*TEXT TO READ*:
His novel on writing called, not terribly imaginatively ‘On Writing’, is actually a pretty damn interesting read for anyone who isn’t a professional writer, ie us. He’s taken on new forms of media for his novels, ‘publishing’ a couple via the internet and reinvented the old, releasing The Green Mile as an ‘olde tyme’ serial (I bought each book as it came out and hungrily devoured them, desperate to know how he would save John Coffey from the electric chair . . . *sob*)
He is inarguably the most prolific and well known American writer in generations. If you haven’t read one of his books, then you’ve seen one of his films – even if you didn’t realise it at the time. I remember many arguments trying to convince people that The Shawshank Redemption and Stand By Me were Stephen King stories. Currently they are filming Nightmares & Dreamscapes in and around Melbourne – a friend has hit the acting jackpot and has scored himself a role (he was astounded to discover he was actually allocated a TRAILER on set) - Desperation was made into a feature movie for US ABC starring Ron Perlman (Hellboy/Alien Resurrection) that’s apparently on there sometime in May (God knows when we'll be able to see it) and The Talisman (I completely heart that book and its sequel The Black House, both co-written with Peter Straub) is currently still in pre-production hell.


Richard Bachman : I haven’t attempted to reread any of the novels he wrote as Bachman in recent times, but I do recall reading The Bachman Books, a collection that includes short stories The Running Man, The Long Walk, Road Work and Rage in the car one summer - we must have been driving from the Pilbara down to Perth to visit my grandparents. I remember that The Long Walk and Rage had me in tears. In retrospect Rage is even sadder, dealing as it does with the story of a student bringing a gun to school and holding his classmates hostage. When the massacre at Columbine occurred, I recall I commented to someone that it was just like a book that Stephen King had written. It did not surprise me at all to read a few years later that King had advised his publishers not to do any further printings of that story or the Bachman Books and you can now only find them at secondhand bookstores. His writing as Bachman seemed . . . simpler. A lot more . . . accessible? But not as good, not as well written, not as seep-into-your-bones and definitely not as psychological as his work as King – Bachman stories were less about creepy things that go bump in the night or lurk in the minds of men, and more about futuristic possibilities. As a teenager they were fun. As an adult, I don’t know that I’d enjoy them. A little like going back and watching Degrassi Junior High - still a pretty good show but it hasn’t held its age the way say, Press Gang has. Put Running Man or Long Walk up against IT or The Stand and they suffer quite badly in comparison. They’re King’s middle children, they’re Jan Brady.

*WRITTEN PROBLEM 1*:
Please answer these from the text on Stephen King, one line each:
(a) In what form was The Green Mile released?
(b) Where is Nightmares & Dreamscapes being filmed?
(c) Which two Bachman stories left the writer in tears?
*WRITTEN PROBLEM 2*: Recast the paragraph of the Stephen King text that begins "He is inarguably the most prolific" as a short list, keeping its main facts.
*WRITTEN PROBLEM 3*: Carry the Stephen King text forward with the passage that would follow its final sentence.
The data that comes next is from a separate source.

*SOURCE DATA*:
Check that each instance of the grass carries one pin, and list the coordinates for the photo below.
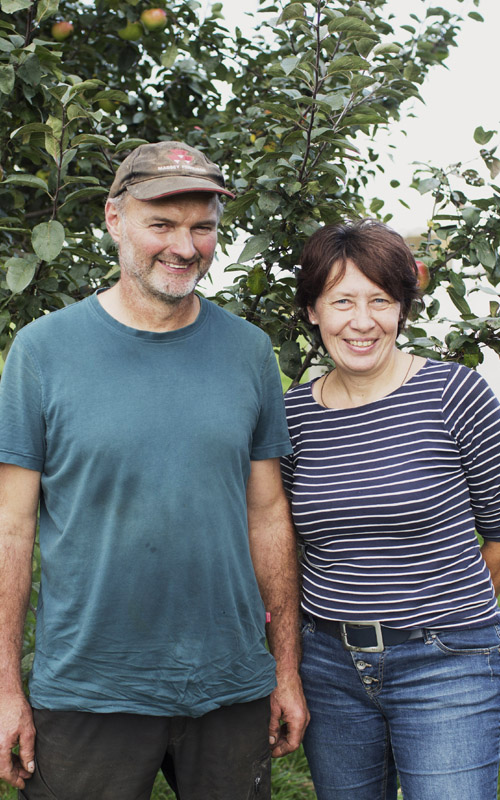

*ANSWER 1*:
(a) As an "olde tyme" serial.
(b) In and around Melbourne.
(c) The Long Walk and Rage.

*ANSWER 2*:
- He is inarguably the most prolific and well-known American writer in generations.
- Anyone who hasn't read his books has likely seen one of his films without knowing it. The writer recalls arguing that The Shawshank Redemption and Stand By Me were Stephen King stories.
- Nightmares & Dreamscapes is being filmed in and around Melbourne. A friend of the writer has a role there and was given a trailer on set.
- Desperation was made into a feature movie for US ABC starring Ron Perlman and is apparently due to air sometime in May.
- The Talisman is still in pre-production. It and its sequel The Black House were co-written with Peter Straub.

*ANSWER 3*:
In short, he is still The King. I suspect he always will be. I immediately flick to his fortnightly column on Pop Culture in Who Weekly before I read anything else (yes, even before the stories on the state of Britney and K-Fed’s marriage or how Tom Cruise is annoying everyone this week). I return to the worlds he has created in his books regularly and I eagerly await the day Cell is released in paperback* . . . . seriously, zombies!!

Long live The King.

*(A real fan would buy it in hardcover, you say? Sod off, I have tiny wee child sized hands and hardcover books make them owie . . . )

2 comments:

Anonymous said...

No mention of my favourite, the sublime Bag of Bones? And what did you think of Hearts in Atlantis?

TallulahBelle said...

I don't mind The Dark Half but The Tommyknockers ending made me laugh. I'm pretty sure he didn't mean me to have that reaction . . .

I do love Bag of Bones - I originally had a longwinded bit about how it felt like he rediscovered his 'style' with BoB which is one of my favourite 'newer' King books. But the post was hellishly long as it was and something had to go. Hearts of Atlantis I've never read . . .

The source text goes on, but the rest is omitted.